** Opening Record set block **

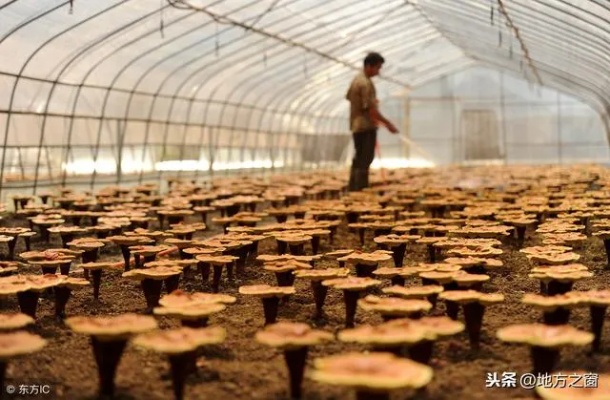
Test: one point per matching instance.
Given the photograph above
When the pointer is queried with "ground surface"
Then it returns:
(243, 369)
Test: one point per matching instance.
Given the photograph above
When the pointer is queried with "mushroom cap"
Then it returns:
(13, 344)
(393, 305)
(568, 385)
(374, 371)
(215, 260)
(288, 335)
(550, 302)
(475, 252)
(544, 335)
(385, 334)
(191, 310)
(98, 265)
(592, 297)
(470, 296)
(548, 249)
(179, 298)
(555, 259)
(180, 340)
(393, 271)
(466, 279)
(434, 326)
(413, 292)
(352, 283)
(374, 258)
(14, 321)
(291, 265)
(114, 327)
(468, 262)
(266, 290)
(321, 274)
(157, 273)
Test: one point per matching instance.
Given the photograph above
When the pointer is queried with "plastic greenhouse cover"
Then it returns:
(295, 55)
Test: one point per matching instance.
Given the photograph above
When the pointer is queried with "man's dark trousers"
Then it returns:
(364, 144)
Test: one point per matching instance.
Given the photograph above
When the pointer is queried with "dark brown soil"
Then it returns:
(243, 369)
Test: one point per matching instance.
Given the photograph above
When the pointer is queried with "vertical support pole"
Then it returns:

** Closing Record set block **

## Exercise
Every line above gets copied exactly; none of the pictures do.

## Your response
Test: one point per matching instance.
Given the photograph above
When the pointer is queried with "ground surface"
Then it returns:
(243, 369)
Test: one point per matching instance.
Given the photograph above
When the pointer is queried with "mushroom cap"
Then it returns:
(13, 344)
(393, 305)
(568, 385)
(374, 371)
(215, 260)
(288, 335)
(550, 302)
(475, 252)
(544, 335)
(385, 334)
(191, 310)
(98, 265)
(592, 297)
(470, 296)
(548, 249)
(179, 298)
(555, 259)
(180, 340)
(393, 271)
(466, 279)
(434, 326)
(413, 292)
(352, 283)
(374, 258)
(14, 321)
(291, 265)
(114, 327)
(468, 262)
(266, 290)
(321, 274)
(157, 273)
Test: one point per matching instance.
Given the photograph above
When the pointer is queried with "plastic greenhouse cover"
Then it returns:
(295, 55)
Test: one point per matching instance.
Given the photograph above
When the pointer is queried with "man's dark trousers"
Then it returns:
(364, 144)
Test: one point per matching instance.
Given the photograph above
When the pointer is queried with "dark brown soil"
Then it returns:
(243, 369)
Test: one point per matching instance.
Given the photograph above
When the pointer is queried with "vertical support pole"
Then it returns:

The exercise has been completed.